> _Quoted passage_
—————

And since then, we've ported more and more of the application
over to React.
And we're almost at the point where there's no Angular code
left except for the routing and some controllers.
But we would really like to get rid of the rest of that Angular code
and do complete React on the front end.
But we're not quite there yet.
Yeah, it seems like if you're not using too much of Angular,
having that as part of your payload is something that you definitely want to yeah free yourself from at this point yeah
what about uh data transport like how's the front end and the back end talk i know there's been a
lot of uh hubbub around moving away from rest and onto these uh falcor and facebook's idea, which GraphQL. Relay. Yeah, Relay.
Thank you.
Any move in that direction?
So right now it's just pretty much RESTful JSON APIs.
But those are definitely interesting ideas that I've been looking at.
Yeah, it'd be really interesting to see if we could apply those to Metabase.
But for now, yeah, it's pretty vanilla REST JSON.
Just curious your thoughts on React in general as a person who's seen a lot of tools over the years in the JavaScript space.
I love React.
The thing I've sort of been struggling with is uh you know react is is great for taking
some data turn it into ui um but it's not it's not the whole picture uh right you know you need
you need something else to sort of manage that state um whether it's flux or something like relay
or um or what have you but we're uh we're starting to look at using Redux,
which is Flux-like.

—————

> _What to produce_
How would you render this sentence from the React transcript in Spanish: "And we're almost at the point where there's no Angular code left except for the routing and some controllers"? The entries listed next were taken from a separate source, not from this transcript.

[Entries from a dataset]
—————

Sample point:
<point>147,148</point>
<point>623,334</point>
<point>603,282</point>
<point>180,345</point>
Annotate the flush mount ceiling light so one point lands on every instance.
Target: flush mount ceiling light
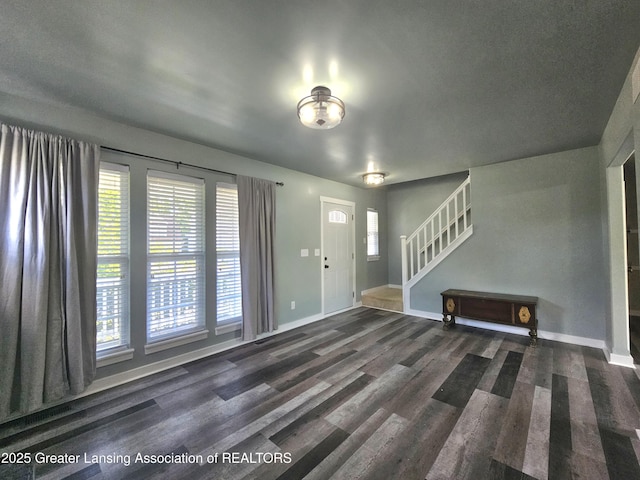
<point>320,110</point>
<point>373,178</point>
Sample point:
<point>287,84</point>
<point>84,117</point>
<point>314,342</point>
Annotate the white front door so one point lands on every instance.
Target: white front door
<point>337,256</point>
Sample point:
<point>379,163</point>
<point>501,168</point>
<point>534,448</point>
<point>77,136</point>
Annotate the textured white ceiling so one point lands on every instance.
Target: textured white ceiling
<point>431,87</point>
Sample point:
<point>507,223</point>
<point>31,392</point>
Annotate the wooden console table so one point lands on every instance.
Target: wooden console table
<point>514,310</point>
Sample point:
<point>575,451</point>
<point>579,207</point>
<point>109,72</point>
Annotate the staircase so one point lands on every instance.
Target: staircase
<point>436,238</point>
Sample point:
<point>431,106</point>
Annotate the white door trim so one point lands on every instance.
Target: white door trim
<point>348,203</point>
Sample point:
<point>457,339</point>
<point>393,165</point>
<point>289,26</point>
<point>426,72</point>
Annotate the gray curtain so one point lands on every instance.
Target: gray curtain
<point>48,201</point>
<point>257,212</point>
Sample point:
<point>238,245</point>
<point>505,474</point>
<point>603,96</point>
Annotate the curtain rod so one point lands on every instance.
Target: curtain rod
<point>177,163</point>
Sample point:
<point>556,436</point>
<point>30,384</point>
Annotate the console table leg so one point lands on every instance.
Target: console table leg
<point>449,321</point>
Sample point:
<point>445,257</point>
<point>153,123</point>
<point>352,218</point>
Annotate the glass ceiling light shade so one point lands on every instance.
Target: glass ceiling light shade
<point>320,110</point>
<point>373,178</point>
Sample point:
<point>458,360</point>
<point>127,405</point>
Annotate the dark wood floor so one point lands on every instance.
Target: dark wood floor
<point>362,395</point>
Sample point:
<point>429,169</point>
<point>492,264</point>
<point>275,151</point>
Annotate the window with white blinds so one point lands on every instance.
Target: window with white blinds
<point>228,285</point>
<point>373,246</point>
<point>112,293</point>
<point>175,255</point>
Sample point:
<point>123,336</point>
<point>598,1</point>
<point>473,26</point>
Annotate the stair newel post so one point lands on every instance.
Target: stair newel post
<point>403,258</point>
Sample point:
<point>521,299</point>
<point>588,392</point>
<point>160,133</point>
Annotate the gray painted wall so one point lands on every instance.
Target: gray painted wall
<point>537,231</point>
<point>297,219</point>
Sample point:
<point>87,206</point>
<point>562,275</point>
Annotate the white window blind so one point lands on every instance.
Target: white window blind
<point>373,247</point>
<point>112,297</point>
<point>228,285</point>
<point>175,255</point>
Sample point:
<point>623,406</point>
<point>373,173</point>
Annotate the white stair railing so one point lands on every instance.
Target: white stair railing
<point>440,234</point>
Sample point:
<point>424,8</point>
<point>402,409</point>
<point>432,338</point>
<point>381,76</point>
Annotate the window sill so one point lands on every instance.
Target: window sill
<point>161,345</point>
<point>229,327</point>
<point>115,356</point>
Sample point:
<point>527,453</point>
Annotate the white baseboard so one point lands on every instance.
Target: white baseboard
<point>380,287</point>
<point>559,337</point>
<point>621,360</point>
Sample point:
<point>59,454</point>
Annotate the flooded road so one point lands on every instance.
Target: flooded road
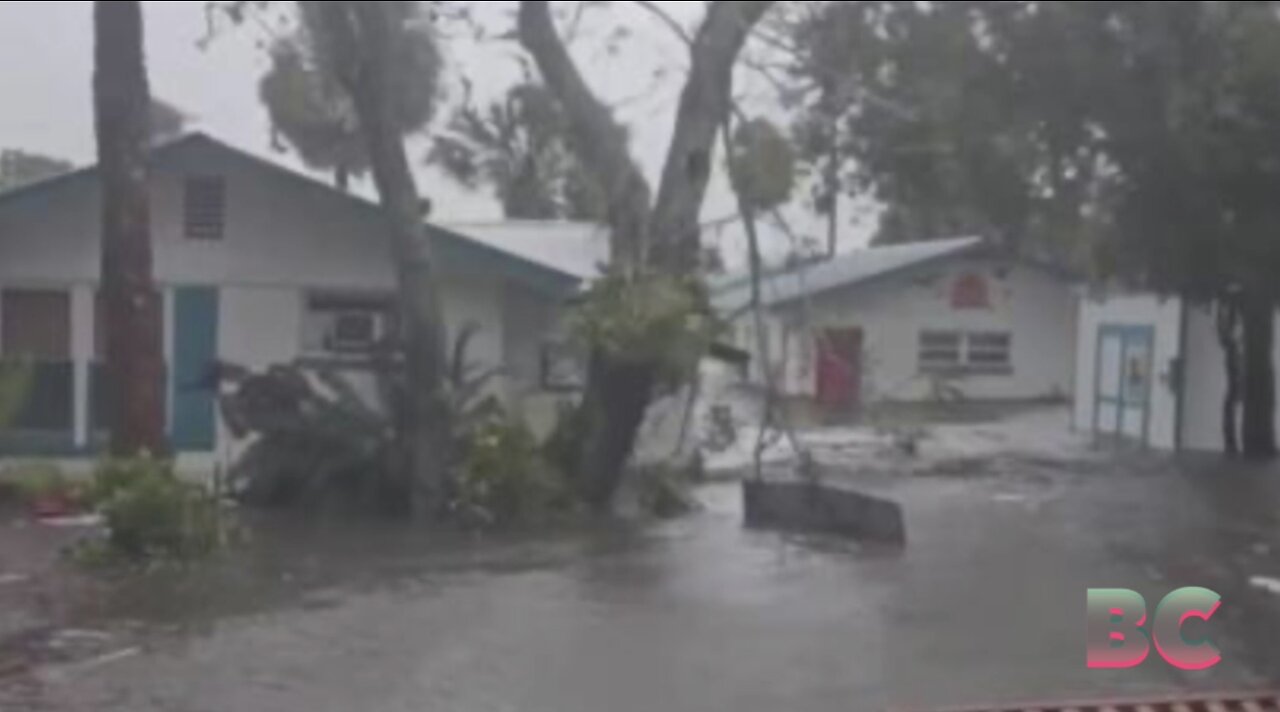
<point>986,603</point>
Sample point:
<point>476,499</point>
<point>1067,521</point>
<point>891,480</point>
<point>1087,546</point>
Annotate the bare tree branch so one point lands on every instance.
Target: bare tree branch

—————

> _Full output_
Y ya casi estamos en el punto en que no queda código de Angular, salvo el del enrutamiento y algunos controladores.